Retype all the records below exactly as they are, with no image carried over.

* RECORDS FOR THE TASK *
# # #
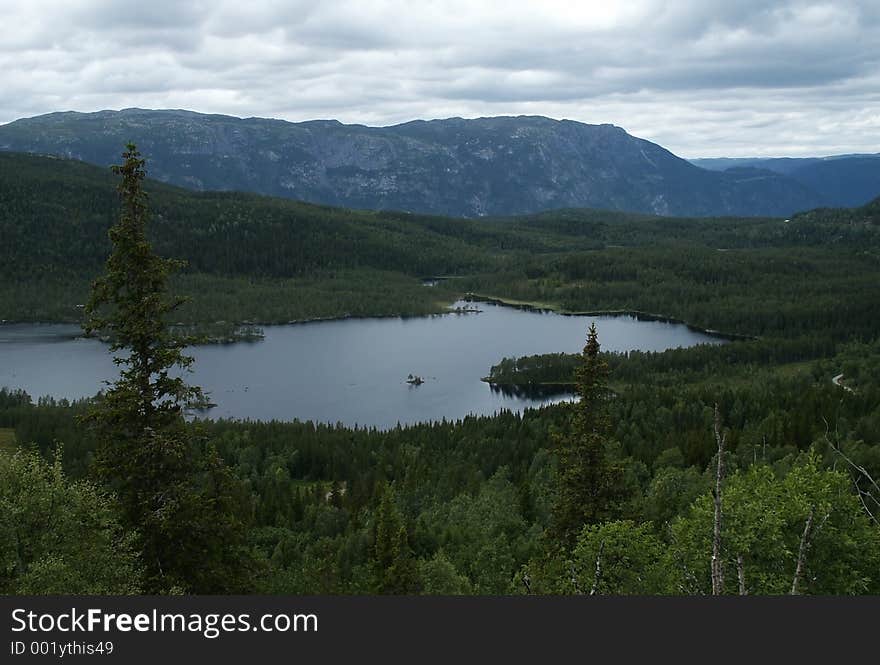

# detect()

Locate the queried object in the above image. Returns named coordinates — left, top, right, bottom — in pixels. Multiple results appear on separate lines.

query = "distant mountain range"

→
left=690, top=155, right=880, bottom=208
left=0, top=108, right=873, bottom=217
# # #
* TASK ANSWER *
# detect()

Locate the queried object in the above image. Returns named coordinates — left, top, right, bottom — in pixels. Multiple results appear on separate lines.

query = "distant mountain range"

→
left=690, top=155, right=880, bottom=208
left=0, top=108, right=873, bottom=217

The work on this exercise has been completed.